[Source records]
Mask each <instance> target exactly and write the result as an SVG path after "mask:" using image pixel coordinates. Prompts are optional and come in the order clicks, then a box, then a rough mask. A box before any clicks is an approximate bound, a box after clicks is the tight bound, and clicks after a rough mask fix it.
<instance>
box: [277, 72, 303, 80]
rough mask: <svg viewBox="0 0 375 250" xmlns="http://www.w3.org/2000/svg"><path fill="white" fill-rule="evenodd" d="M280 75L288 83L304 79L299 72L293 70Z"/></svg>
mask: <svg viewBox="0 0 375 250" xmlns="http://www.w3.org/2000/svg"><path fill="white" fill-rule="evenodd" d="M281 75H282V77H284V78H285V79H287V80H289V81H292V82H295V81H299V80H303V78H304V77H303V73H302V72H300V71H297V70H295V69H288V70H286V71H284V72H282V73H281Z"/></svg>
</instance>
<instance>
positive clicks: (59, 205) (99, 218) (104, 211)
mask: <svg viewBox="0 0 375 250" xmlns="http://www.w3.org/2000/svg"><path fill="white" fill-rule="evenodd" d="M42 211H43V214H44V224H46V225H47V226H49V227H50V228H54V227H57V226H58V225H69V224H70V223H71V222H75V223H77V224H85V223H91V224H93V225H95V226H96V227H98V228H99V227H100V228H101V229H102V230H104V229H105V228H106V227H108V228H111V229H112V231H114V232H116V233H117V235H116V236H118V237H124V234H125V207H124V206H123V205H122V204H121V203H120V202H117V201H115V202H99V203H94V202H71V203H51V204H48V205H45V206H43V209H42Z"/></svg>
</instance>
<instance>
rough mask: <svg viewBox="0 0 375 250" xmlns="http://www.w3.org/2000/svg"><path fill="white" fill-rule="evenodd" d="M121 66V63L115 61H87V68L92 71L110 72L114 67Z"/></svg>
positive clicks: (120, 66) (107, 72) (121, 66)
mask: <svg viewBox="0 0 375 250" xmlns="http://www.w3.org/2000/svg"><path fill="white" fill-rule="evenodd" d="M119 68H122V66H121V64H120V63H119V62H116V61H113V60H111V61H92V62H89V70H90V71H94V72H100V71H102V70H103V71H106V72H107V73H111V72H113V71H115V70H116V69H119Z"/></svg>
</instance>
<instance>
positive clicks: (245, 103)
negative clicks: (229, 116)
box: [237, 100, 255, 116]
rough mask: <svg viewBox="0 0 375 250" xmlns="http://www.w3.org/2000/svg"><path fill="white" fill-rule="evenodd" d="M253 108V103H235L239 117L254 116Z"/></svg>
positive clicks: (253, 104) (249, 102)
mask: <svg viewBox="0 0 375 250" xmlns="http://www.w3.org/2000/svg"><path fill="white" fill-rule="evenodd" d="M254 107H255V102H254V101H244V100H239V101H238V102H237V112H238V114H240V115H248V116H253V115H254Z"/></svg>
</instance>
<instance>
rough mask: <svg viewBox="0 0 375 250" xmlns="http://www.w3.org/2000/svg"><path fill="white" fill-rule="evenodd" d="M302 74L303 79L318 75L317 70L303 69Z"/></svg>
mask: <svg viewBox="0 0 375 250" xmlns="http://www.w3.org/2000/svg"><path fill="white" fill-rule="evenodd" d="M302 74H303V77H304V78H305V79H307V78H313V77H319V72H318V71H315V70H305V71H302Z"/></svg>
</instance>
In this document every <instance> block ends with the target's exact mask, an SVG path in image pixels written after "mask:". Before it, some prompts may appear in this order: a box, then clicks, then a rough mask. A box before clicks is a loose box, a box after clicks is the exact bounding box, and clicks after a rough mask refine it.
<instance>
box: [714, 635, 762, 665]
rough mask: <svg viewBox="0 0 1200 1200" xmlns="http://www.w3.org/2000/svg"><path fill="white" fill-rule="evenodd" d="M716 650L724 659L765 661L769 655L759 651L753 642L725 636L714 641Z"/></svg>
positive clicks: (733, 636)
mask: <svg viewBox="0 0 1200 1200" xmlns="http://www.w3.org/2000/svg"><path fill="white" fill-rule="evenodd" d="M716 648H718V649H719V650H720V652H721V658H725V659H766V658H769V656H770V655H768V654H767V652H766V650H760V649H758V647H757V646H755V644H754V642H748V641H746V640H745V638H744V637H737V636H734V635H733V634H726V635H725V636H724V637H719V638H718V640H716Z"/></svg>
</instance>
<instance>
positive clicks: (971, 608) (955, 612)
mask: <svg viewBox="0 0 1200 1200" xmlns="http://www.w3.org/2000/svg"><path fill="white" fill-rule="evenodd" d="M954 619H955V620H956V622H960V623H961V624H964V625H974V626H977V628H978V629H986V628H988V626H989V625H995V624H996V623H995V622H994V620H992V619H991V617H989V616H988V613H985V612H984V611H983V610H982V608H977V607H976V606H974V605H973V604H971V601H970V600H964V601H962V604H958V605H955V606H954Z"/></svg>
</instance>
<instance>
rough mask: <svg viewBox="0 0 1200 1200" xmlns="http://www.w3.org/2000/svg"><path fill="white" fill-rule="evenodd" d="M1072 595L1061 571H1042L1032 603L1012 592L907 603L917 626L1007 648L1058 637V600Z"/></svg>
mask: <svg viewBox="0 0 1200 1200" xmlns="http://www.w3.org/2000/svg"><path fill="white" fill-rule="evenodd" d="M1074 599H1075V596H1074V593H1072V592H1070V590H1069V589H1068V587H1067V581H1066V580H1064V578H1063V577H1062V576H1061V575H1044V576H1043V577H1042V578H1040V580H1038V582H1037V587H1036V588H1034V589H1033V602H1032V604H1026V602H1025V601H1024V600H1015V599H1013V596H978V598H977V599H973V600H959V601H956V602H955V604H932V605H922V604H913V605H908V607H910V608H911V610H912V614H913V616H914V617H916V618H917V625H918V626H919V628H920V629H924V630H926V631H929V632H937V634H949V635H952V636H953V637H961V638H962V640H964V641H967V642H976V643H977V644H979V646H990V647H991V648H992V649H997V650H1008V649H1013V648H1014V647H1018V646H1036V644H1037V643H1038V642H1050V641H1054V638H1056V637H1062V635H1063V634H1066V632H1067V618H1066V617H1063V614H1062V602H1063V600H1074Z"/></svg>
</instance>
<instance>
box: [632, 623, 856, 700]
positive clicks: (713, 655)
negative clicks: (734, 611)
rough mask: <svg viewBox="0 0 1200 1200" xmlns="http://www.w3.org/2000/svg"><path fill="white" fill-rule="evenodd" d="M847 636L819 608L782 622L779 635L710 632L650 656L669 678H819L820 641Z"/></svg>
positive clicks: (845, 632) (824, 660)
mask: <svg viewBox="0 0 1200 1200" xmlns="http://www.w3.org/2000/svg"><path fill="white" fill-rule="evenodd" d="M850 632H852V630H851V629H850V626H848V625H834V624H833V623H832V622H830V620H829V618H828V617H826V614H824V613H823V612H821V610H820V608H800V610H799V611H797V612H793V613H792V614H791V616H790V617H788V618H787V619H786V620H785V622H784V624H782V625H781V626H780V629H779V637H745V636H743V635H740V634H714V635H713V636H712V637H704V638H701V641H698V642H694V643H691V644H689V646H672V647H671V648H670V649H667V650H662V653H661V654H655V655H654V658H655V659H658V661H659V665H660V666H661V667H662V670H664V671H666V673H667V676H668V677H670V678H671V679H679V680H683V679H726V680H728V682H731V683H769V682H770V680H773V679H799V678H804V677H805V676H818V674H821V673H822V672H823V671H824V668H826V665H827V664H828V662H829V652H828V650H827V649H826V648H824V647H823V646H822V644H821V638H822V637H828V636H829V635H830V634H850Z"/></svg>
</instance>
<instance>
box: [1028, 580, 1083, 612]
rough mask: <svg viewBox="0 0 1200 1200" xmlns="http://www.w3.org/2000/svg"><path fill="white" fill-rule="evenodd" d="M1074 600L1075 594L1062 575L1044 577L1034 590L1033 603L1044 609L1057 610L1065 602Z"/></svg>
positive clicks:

# YOUR INSTRUCTIONS
Each record above has to be repeated word for word.

# RESULT OF THIS TASK
Mask each <instance> target exactly and write the result as an SVG path after "mask:" using image pixel coordinates. Prompts are optional and come in the order clicks, then a box, then a rough mask. A box before any clicks is an approximate bound, a box after clicks is the tight bound, and clicks after a rough mask fix it.
<instance>
box: [277, 72, 303, 80]
rough mask: <svg viewBox="0 0 375 250" xmlns="http://www.w3.org/2000/svg"><path fill="white" fill-rule="evenodd" d="M280 75L288 83L304 79L299 72L293 70Z"/></svg>
mask: <svg viewBox="0 0 375 250" xmlns="http://www.w3.org/2000/svg"><path fill="white" fill-rule="evenodd" d="M281 75H282V77H284V78H285V79H287V80H289V81H292V82H295V81H299V80H303V78H304V77H303V73H302V72H300V71H297V70H295V69H288V70H286V71H284V72H282V73H281Z"/></svg>
</instance>
<instance>
positive clicks: (59, 205) (99, 218) (104, 211)
mask: <svg viewBox="0 0 375 250" xmlns="http://www.w3.org/2000/svg"><path fill="white" fill-rule="evenodd" d="M42 211H43V214H44V224H46V225H47V226H49V227H50V228H54V227H57V226H58V225H69V224H70V223H71V222H75V223H77V224H85V223H91V224H93V225H95V226H96V227H98V228H99V227H100V228H101V229H102V230H104V229H105V228H106V227H108V228H111V229H112V231H114V232H116V233H117V235H116V236H118V237H124V234H125V207H124V206H123V205H122V204H121V203H120V202H117V201H115V202H99V203H94V202H71V203H51V204H48V205H45V206H43V209H42Z"/></svg>
</instance>
<instance>
rough mask: <svg viewBox="0 0 375 250" xmlns="http://www.w3.org/2000/svg"><path fill="white" fill-rule="evenodd" d="M121 66V63L115 61H87V68L92 71L110 72L114 67Z"/></svg>
positive clicks: (120, 66) (107, 72) (121, 66)
mask: <svg viewBox="0 0 375 250" xmlns="http://www.w3.org/2000/svg"><path fill="white" fill-rule="evenodd" d="M119 68H122V66H121V64H120V63H119V62H116V61H113V60H111V61H92V62H89V70H90V71H94V72H100V71H102V70H103V71H106V72H107V73H111V72H113V71H115V70H116V69H119Z"/></svg>
</instance>
<instance>
positive clicks: (245, 103)
negative clicks: (229, 116)
box: [237, 100, 255, 116]
rough mask: <svg viewBox="0 0 375 250" xmlns="http://www.w3.org/2000/svg"><path fill="white" fill-rule="evenodd" d="M253 108V103H235L239 117L254 116Z"/></svg>
positive clicks: (253, 104) (249, 102)
mask: <svg viewBox="0 0 375 250" xmlns="http://www.w3.org/2000/svg"><path fill="white" fill-rule="evenodd" d="M254 107H255V102H254V101H244V100H239V101H238V102H237V112H238V114H240V115H248V116H253V115H254Z"/></svg>
</instance>
<instance>
rough mask: <svg viewBox="0 0 375 250" xmlns="http://www.w3.org/2000/svg"><path fill="white" fill-rule="evenodd" d="M302 74L303 79L318 75L317 70L303 69Z"/></svg>
mask: <svg viewBox="0 0 375 250" xmlns="http://www.w3.org/2000/svg"><path fill="white" fill-rule="evenodd" d="M302 74H303V77H304V78H305V79H307V78H313V77H319V72H318V71H315V70H305V71H302Z"/></svg>
</instance>
In this document every <instance> block ends with the target's exact mask, an SVG path in image pixels written after "mask:". Before it, some prompts may appear in this order: a box, then clicks, then a rough mask. A box before clicks is a loose box, a box after clicks is the exact bounding box, and clicks after a rough mask refine it.
<instance>
box: [714, 635, 762, 665]
rough mask: <svg viewBox="0 0 1200 1200" xmlns="http://www.w3.org/2000/svg"><path fill="white" fill-rule="evenodd" d="M716 650L724 659L765 661L769 655L759 651L753 642L725 636L714 641Z"/></svg>
positive clicks: (733, 636)
mask: <svg viewBox="0 0 1200 1200" xmlns="http://www.w3.org/2000/svg"><path fill="white" fill-rule="evenodd" d="M716 648H718V649H719V650H720V652H721V658H725V659H766V658H769V656H770V655H768V654H767V652H766V650H760V649H758V647H757V646H755V644H754V642H748V641H746V640H745V638H744V637H737V636H734V635H733V634H726V635H725V636H724V637H719V638H718V640H716Z"/></svg>
</instance>
<instance>
positive clicks: (971, 608) (955, 612)
mask: <svg viewBox="0 0 1200 1200" xmlns="http://www.w3.org/2000/svg"><path fill="white" fill-rule="evenodd" d="M954 619H955V620H956V622H960V623H961V624H964V625H974V626H977V628H978V629H986V628H988V626H989V625H995V624H996V623H995V622H994V620H992V619H991V617H989V616H988V613H985V612H984V611H983V610H982V608H977V607H976V606H974V605H973V604H971V601H970V600H964V601H962V604H958V605H955V606H954Z"/></svg>
</instance>
<instance>
rough mask: <svg viewBox="0 0 1200 1200" xmlns="http://www.w3.org/2000/svg"><path fill="white" fill-rule="evenodd" d="M1072 595L1061 571H1042L1032 603L1012 592L907 603L917 626L1007 648L1058 637V600Z"/></svg>
mask: <svg viewBox="0 0 1200 1200" xmlns="http://www.w3.org/2000/svg"><path fill="white" fill-rule="evenodd" d="M1074 599H1075V596H1074V593H1072V592H1070V590H1069V589H1068V587H1067V581H1066V580H1064V578H1063V577H1062V576H1061V575H1044V576H1043V577H1042V578H1040V580H1038V582H1037V587H1036V588H1034V589H1033V602H1032V604H1026V602H1025V601H1024V600H1015V599H1013V596H978V598H977V599H973V600H959V601H956V602H955V604H932V605H922V604H913V605H908V607H910V608H911V610H912V614H913V616H914V617H916V618H917V625H918V626H919V628H920V629H924V630H926V631H929V632H937V634H949V635H952V636H953V637H961V638H962V640H964V641H967V642H976V643H977V644H979V646H990V647H991V648H992V649H997V650H1008V649H1013V648H1014V647H1018V646H1036V644H1037V643H1038V642H1050V641H1054V638H1056V637H1062V635H1063V634H1066V632H1067V618H1066V617H1063V614H1062V602H1063V600H1074Z"/></svg>
</instance>
<instance>
box: [632, 623, 856, 700]
positive clicks: (713, 655)
negative clicks: (734, 611)
rough mask: <svg viewBox="0 0 1200 1200" xmlns="http://www.w3.org/2000/svg"><path fill="white" fill-rule="evenodd" d="M847 636L819 608L782 622L779 635L710 632L650 656L669 678H819L820 641Z"/></svg>
positive clicks: (845, 632) (824, 660)
mask: <svg viewBox="0 0 1200 1200" xmlns="http://www.w3.org/2000/svg"><path fill="white" fill-rule="evenodd" d="M850 632H852V630H851V629H850V626H848V625H834V624H833V623H832V622H830V620H829V618H828V617H826V614H824V613H823V612H821V610H820V608H800V610H799V611H797V612H793V613H792V614H791V616H790V617H788V618H787V619H786V620H785V622H784V624H782V625H781V626H780V629H779V637H745V636H743V635H740V634H714V635H713V636H712V637H704V638H701V641H698V642H694V643H691V644H689V646H672V647H671V648H670V649H667V650H662V653H661V654H655V655H654V658H655V659H658V661H659V665H660V666H661V667H662V670H664V671H666V673H667V676H668V677H670V678H671V679H679V680H683V679H726V680H728V682H731V683H769V682H770V680H773V679H799V678H804V677H805V676H818V674H821V673H822V672H823V671H824V668H826V665H827V664H828V662H829V652H828V650H827V649H826V648H824V647H823V646H822V644H821V638H822V637H828V636H829V635H830V634H850Z"/></svg>
</instance>
<instance>
box: [1028, 580, 1083, 612]
rough mask: <svg viewBox="0 0 1200 1200" xmlns="http://www.w3.org/2000/svg"><path fill="white" fill-rule="evenodd" d="M1074 600L1075 594L1062 575L1044 577L1034 590L1033 603L1044 609L1057 610L1065 602Z"/></svg>
positive clicks:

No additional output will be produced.